* WORK INSTRUCTION *
Repeat the data word for word. Do not include the pictures.

* EXERCISE INPUT *
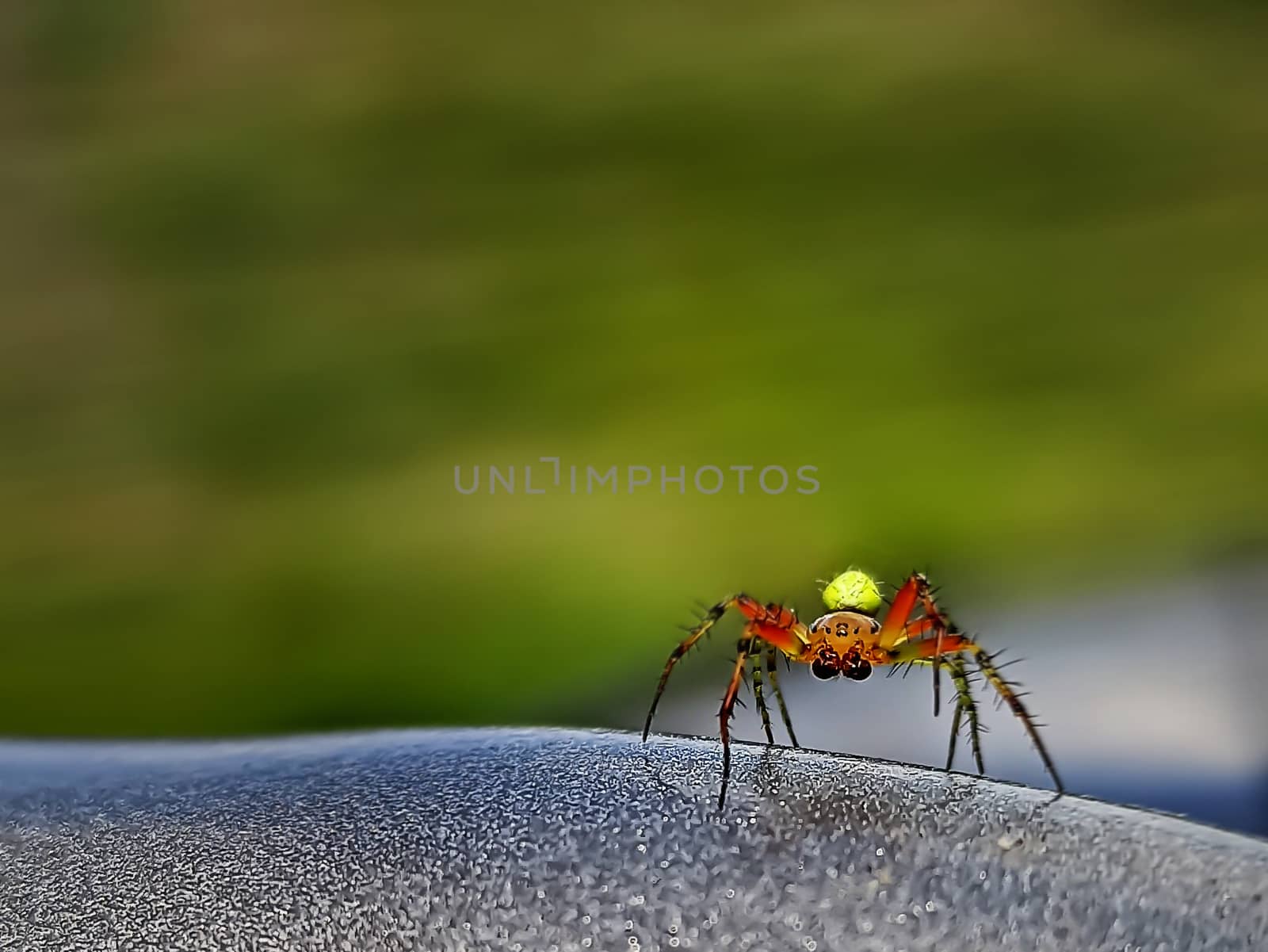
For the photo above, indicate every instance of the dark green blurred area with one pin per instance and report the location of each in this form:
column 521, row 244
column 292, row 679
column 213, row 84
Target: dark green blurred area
column 266, row 275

* SOLUTION TO THIS TASK *
For the photo above, indicate every instance of the dark green blurred area with one pin per instance and report the location of each in this form:
column 521, row 244
column 292, row 679
column 213, row 84
Target: dark green blurred area
column 266, row 275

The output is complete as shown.